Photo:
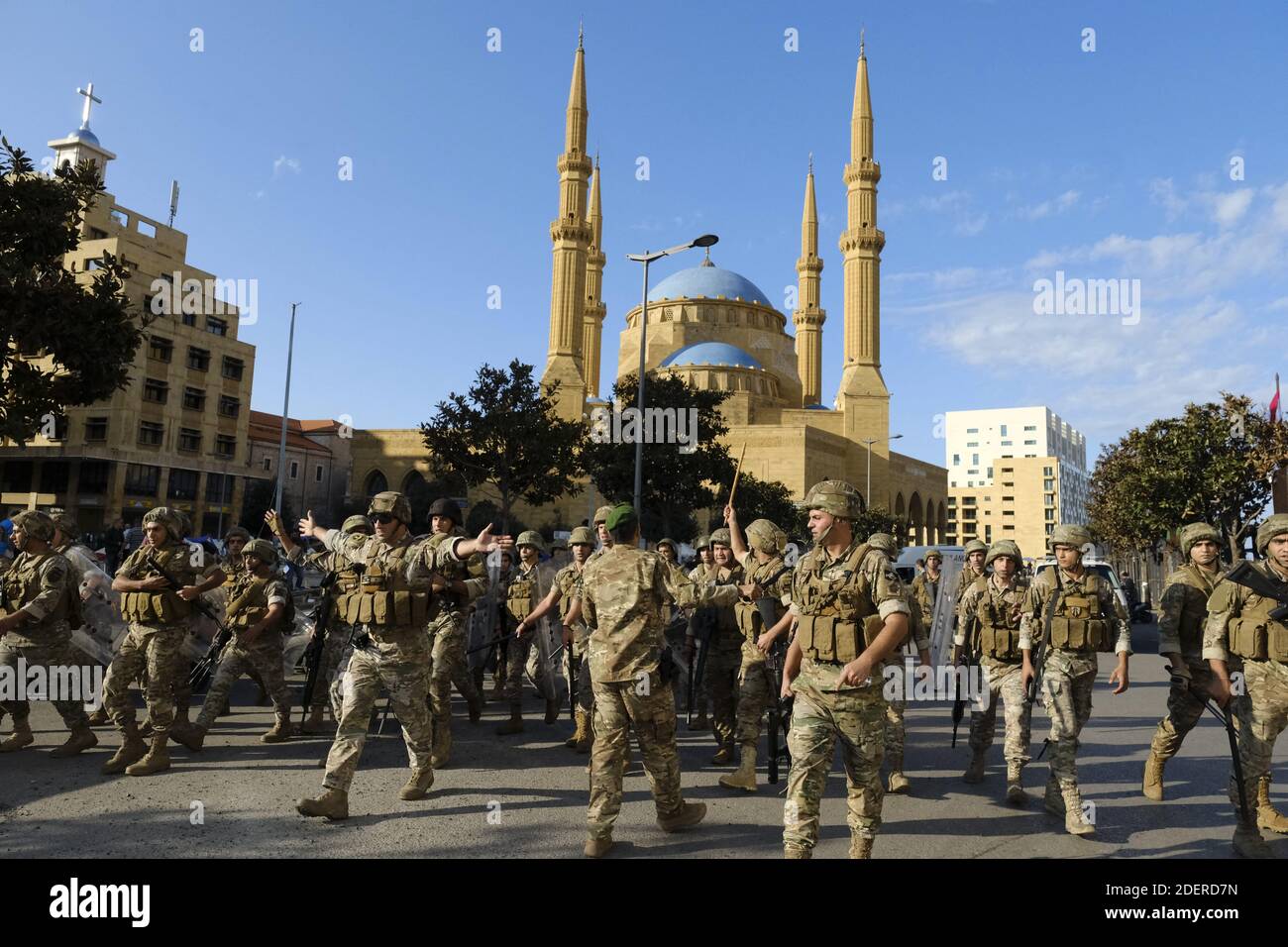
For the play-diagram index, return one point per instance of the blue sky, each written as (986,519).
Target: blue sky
(1108,163)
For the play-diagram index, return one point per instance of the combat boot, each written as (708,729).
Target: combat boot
(80,740)
(1054,799)
(132,750)
(688,814)
(158,759)
(442,748)
(20,737)
(861,847)
(314,723)
(1269,817)
(417,784)
(1151,785)
(597,848)
(1016,784)
(193,736)
(1074,822)
(333,804)
(897,781)
(281,732)
(514,724)
(745,776)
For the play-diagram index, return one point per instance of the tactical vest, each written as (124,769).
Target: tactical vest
(836,618)
(999,633)
(159,605)
(1254,634)
(22,585)
(520,592)
(384,596)
(1080,622)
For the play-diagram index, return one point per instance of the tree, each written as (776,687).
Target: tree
(1211,464)
(675,482)
(85,333)
(505,433)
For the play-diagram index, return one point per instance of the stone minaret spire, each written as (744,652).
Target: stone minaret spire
(595,308)
(571,235)
(807,316)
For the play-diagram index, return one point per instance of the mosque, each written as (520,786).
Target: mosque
(717,330)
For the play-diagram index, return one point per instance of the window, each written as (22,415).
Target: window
(189,440)
(155,390)
(159,347)
(95,429)
(142,479)
(151,433)
(183,484)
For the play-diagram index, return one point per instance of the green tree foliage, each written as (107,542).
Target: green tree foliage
(78,339)
(1212,464)
(503,432)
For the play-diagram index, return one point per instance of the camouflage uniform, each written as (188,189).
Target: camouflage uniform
(625,594)
(39,586)
(1237,622)
(988,620)
(840,604)
(1087,618)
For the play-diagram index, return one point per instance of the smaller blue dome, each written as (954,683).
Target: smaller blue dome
(709,354)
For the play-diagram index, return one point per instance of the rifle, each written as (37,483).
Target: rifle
(322,612)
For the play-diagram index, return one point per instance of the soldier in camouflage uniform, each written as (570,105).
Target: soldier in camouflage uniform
(158,616)
(258,603)
(565,595)
(763,566)
(623,595)
(897,699)
(699,574)
(38,607)
(988,629)
(336,648)
(1086,618)
(390,611)
(456,587)
(850,615)
(1237,622)
(1180,641)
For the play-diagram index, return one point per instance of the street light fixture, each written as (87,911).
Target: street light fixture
(645,258)
(870,441)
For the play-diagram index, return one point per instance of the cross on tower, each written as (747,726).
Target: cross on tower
(88,91)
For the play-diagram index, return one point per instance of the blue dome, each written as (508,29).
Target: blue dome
(707,281)
(709,354)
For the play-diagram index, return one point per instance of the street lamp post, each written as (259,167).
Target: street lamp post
(870,441)
(645,258)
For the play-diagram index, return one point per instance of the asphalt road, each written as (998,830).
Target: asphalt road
(526,795)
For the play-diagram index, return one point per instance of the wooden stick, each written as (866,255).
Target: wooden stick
(737,474)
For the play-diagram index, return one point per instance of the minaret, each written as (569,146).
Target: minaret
(595,308)
(571,236)
(807,316)
(863,394)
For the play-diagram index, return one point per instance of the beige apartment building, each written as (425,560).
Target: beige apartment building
(176,434)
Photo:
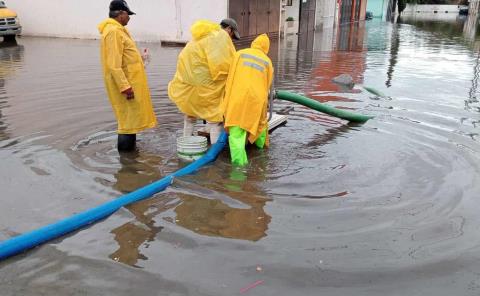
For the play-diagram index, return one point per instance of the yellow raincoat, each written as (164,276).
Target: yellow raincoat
(249,80)
(198,86)
(123,68)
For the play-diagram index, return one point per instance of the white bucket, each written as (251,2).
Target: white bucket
(191,148)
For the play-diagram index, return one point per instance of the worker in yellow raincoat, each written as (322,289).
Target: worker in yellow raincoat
(198,86)
(125,77)
(246,99)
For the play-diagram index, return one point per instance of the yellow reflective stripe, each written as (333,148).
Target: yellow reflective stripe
(255,66)
(257,59)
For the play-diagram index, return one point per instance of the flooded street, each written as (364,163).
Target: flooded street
(389,207)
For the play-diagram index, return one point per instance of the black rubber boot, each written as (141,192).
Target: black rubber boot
(126,142)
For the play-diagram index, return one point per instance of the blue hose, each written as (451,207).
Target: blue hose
(41,235)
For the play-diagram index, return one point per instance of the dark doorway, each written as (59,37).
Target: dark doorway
(306,27)
(255,17)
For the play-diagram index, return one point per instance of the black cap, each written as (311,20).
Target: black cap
(232,24)
(120,5)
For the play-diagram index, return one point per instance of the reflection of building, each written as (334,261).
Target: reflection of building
(215,218)
(473,7)
(348,56)
(211,217)
(352,11)
(11,56)
(135,173)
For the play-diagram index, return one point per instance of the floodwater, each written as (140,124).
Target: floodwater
(389,207)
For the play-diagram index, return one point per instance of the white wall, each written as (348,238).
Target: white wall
(292,11)
(325,14)
(424,8)
(156,20)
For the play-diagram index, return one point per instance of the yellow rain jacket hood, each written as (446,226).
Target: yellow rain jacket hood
(198,86)
(248,84)
(5,12)
(123,68)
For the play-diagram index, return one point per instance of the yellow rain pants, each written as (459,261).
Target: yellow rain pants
(123,68)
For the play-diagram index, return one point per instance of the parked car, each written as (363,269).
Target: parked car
(9,24)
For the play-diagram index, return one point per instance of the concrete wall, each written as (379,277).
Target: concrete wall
(414,8)
(156,20)
(325,15)
(375,7)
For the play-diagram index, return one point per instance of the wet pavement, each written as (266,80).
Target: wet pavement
(389,207)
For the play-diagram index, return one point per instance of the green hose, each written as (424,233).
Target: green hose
(296,98)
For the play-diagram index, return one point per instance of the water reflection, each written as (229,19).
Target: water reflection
(347,56)
(137,170)
(394,47)
(214,217)
(11,57)
(198,208)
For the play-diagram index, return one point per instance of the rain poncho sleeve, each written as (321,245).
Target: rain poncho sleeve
(113,62)
(123,68)
(249,80)
(198,86)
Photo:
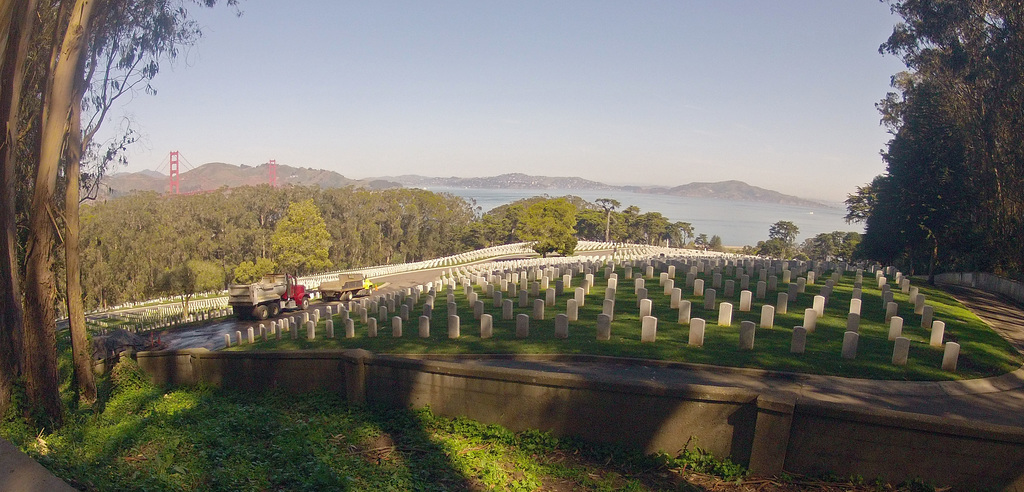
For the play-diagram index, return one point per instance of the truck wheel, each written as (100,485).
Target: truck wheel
(260,312)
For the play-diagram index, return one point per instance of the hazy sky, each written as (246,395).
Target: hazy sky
(779,94)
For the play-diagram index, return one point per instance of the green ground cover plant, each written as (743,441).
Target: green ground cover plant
(141,437)
(983,353)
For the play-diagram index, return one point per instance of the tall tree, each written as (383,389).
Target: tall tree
(15,26)
(40,324)
(955,121)
(607,204)
(785,232)
(301,240)
(190,278)
(549,223)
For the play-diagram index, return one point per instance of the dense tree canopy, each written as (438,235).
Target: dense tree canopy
(128,242)
(952,197)
(549,223)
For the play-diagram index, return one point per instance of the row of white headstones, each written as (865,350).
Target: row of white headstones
(529,284)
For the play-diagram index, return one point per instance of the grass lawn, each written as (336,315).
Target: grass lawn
(144,438)
(140,437)
(983,353)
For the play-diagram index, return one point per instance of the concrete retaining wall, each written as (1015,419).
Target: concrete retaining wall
(767,434)
(986,282)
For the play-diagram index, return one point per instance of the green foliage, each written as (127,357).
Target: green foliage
(715,244)
(248,272)
(983,352)
(837,246)
(190,278)
(129,242)
(301,240)
(953,190)
(549,223)
(145,438)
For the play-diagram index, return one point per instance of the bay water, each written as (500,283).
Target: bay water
(737,222)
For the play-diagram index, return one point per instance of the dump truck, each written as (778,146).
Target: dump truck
(346,287)
(266,298)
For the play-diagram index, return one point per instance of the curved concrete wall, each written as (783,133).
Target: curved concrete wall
(767,434)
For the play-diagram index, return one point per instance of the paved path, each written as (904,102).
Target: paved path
(18,473)
(996,400)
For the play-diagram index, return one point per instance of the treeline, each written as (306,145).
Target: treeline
(952,197)
(129,243)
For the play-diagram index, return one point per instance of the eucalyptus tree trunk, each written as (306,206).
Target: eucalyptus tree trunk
(40,366)
(17,17)
(81,352)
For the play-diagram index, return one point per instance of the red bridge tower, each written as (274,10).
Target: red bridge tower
(174,172)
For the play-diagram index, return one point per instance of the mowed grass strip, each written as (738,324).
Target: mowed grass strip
(983,353)
(141,437)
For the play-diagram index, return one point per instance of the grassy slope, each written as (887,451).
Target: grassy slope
(983,353)
(200,439)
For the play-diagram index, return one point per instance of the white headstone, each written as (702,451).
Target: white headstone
(725,314)
(696,332)
(648,329)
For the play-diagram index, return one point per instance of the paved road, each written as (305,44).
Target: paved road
(211,335)
(995,400)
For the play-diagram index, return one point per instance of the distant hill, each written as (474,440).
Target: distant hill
(514,180)
(732,190)
(213,175)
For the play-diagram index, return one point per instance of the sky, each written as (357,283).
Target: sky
(779,94)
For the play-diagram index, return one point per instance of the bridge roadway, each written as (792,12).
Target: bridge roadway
(996,400)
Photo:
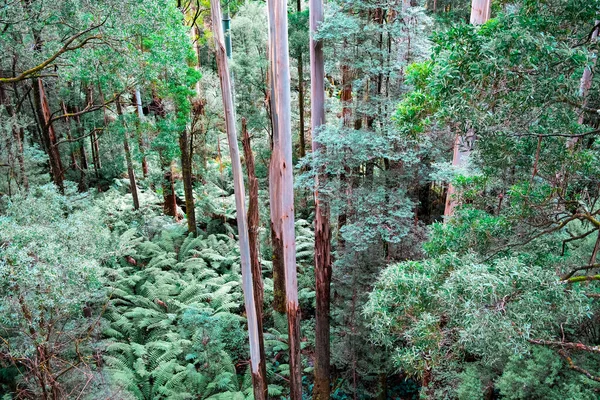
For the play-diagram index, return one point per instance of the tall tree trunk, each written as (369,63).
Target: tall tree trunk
(83,164)
(72,154)
(48,134)
(16,137)
(480,13)
(253,225)
(168,187)
(224,77)
(130,171)
(186,171)
(279,295)
(141,141)
(321,390)
(282,152)
(302,147)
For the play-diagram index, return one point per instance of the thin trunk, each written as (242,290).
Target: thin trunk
(48,134)
(282,151)
(72,154)
(18,141)
(279,295)
(480,11)
(140,111)
(130,171)
(168,187)
(82,156)
(480,14)
(321,390)
(585,85)
(188,189)
(253,241)
(302,139)
(253,330)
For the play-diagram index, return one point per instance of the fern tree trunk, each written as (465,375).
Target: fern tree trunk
(480,13)
(258,380)
(142,145)
(321,389)
(282,154)
(130,170)
(168,187)
(16,137)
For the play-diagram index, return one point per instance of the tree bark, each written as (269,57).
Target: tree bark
(168,187)
(130,170)
(141,144)
(253,225)
(224,77)
(188,189)
(282,152)
(48,134)
(274,187)
(480,11)
(302,147)
(480,14)
(16,138)
(321,390)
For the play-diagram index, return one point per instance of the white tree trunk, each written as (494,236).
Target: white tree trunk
(282,152)
(480,14)
(240,195)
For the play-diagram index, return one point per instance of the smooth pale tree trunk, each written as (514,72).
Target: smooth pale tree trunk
(321,390)
(274,188)
(302,139)
(16,138)
(130,170)
(282,154)
(480,14)
(141,141)
(253,225)
(258,381)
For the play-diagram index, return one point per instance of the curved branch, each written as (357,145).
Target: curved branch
(65,48)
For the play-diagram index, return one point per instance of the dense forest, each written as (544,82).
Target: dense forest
(341,199)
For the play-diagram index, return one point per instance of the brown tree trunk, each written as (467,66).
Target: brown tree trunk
(321,390)
(16,138)
(188,189)
(274,206)
(48,134)
(141,144)
(130,170)
(236,167)
(302,147)
(282,155)
(253,225)
(168,187)
(480,13)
------------------------------------------------------------
### WHAT THE TASK ASKS:
Write out, word for word, every line from the one containing "written as (494,236)." through the last line of the records above.

### ANSWER BELOW:
For the play-diagram index, return one point per instance of the white tree trunk, each written as (494,236).
Target: white tree trunk
(282,152)
(480,14)
(240,195)
For the play-diagram index, return one point per instance of the smooth pale tree trunk, each written as (514,72).
Target: smooth pale tree trunk
(321,390)
(274,188)
(302,139)
(16,138)
(130,170)
(282,154)
(480,14)
(141,141)
(253,225)
(258,381)
For the play-diagram index, return one point per instance of the curved branch, each written as (357,145).
Target: curved branch
(65,48)
For the play-diagram index, return one point per instance of the dense forest, each written as (544,82).
Target: dense forest
(341,199)
For the play-diagram index, return one point per instance of the brown tree trunk, each written as (467,66).
Target: brown tree trunk
(321,390)
(16,138)
(188,189)
(274,206)
(48,134)
(141,144)
(130,170)
(236,167)
(302,147)
(282,155)
(253,225)
(168,187)
(480,13)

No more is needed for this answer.